## Supplied text
Start of Block
Pulled pork platter with mac and cheese and greens

Pulled pork platter with mac and cheese and greens

3. Hattie B’s

I cannot go without hot chicken for more than 24 hours, so we find ourselves in yet another long, snaking line, the most intimidating of the lines that we have encountered yet. This is on its way to being a Disney Ride line. In the sweltering heat. Luckily, the chicken is juicy when we get it. Unluckily, it is nowhere near “hot”. Have my tastebuds become calloused from years in the tropics? At least we got to stand in line for a long time. Rating: Is there a country music version of Justin Bieber?
End of Block
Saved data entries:
Start of Block
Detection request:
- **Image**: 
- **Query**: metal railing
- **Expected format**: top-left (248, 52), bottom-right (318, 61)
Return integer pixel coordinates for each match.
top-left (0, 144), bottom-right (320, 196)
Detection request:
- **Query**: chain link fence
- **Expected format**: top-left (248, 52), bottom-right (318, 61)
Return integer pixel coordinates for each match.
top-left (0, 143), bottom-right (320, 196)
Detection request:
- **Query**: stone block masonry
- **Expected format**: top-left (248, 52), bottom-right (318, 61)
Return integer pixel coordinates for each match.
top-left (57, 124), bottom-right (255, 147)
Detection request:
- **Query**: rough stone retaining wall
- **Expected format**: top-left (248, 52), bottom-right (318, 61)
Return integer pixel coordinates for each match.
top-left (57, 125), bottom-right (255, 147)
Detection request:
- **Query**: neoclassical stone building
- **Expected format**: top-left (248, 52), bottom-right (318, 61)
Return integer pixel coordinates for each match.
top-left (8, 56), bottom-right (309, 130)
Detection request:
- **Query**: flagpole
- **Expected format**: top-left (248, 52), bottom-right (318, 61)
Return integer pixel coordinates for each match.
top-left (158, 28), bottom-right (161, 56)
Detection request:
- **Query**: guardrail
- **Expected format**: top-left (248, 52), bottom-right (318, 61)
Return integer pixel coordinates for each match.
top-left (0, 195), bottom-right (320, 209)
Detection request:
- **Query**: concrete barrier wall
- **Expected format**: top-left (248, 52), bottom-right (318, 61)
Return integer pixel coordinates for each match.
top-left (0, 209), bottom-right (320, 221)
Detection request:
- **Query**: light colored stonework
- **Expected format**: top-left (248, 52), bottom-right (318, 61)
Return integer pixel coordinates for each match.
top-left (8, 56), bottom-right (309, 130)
End of Block
## Directions
#1 Check each statement against the Hattie B's review and answer yes or no, quoting the exact words that decide it: (a) The chicken was juicy. (b) The chicken was very hot. (c) The wait in line was short.
#2 Rewrite the part of the Hattie B's review that begins at the words "3. Hattie B’s" and ends after "of Justin Bieber?", substituting "blazing" for "sweltering".
#3 Carry on the Hattie B's review past its last sentence.
The lines above have no role here.

## Task-by-task results
#1
(a) Yes: "Luckily, the chicken is juicy when we get it."
(b) No: "Unluckily, it is nowhere near “hot”."
(c) No: "we find ourselves in yet another long, snaking line"

#2
3. Hattie B’s

I cannot go without hot chicken for more than 24 hours, so we find ourselves in yet another long, snaking line, the most intimidating of the lines that we have encountered yet. This is on its way to being a Disney Ride line. In the blazing heat. Luckily, the chicken is juicy when we get it. Unluckily, it is nowhere near “hot”. Have my tastebuds become calloused from years in the tropics? At least we got to stand in line for a long time. Rating: Is there a country music version of Justin Bieber?

#3
Hot chicken with mac and cheese and black-eyed pea salad

Hot chicken with mac and cheese and black-eyed pea salad

4. Peg Leg Porker

Owned by a man who lost his right leg to an aggressive form of bone cancer, Peg Leg Porker proudly sports the mascot of a pig with a “peg leg”, painted prominently on the side of the building as you pull into the parking lot. Inside, the ambience is that of a Las Vegas hotel lounge full of people on the tail end of a particularly vicious losing streak, but service is nice and prompt, and generously accommodating even though we order more after the kitchen has officially closed. The special here is the “dry-rubbed ribs”, so we order a rack alongside a pulled pork sandwich, baked beans and cole slaw (which is quirky becoming Karen’s own personal barometer of quality). The verdict: I am beginning to think “dry” ribs are God’s way of saying that there are aspects to American cooking that I will never fully understand, and that’s OK. Not everyone gets durian, or shrimp paste chili dip, or stink bean. Maybe we should just let things be, and not think about them too much. Rating: Keith Urban, whom I also don’t get.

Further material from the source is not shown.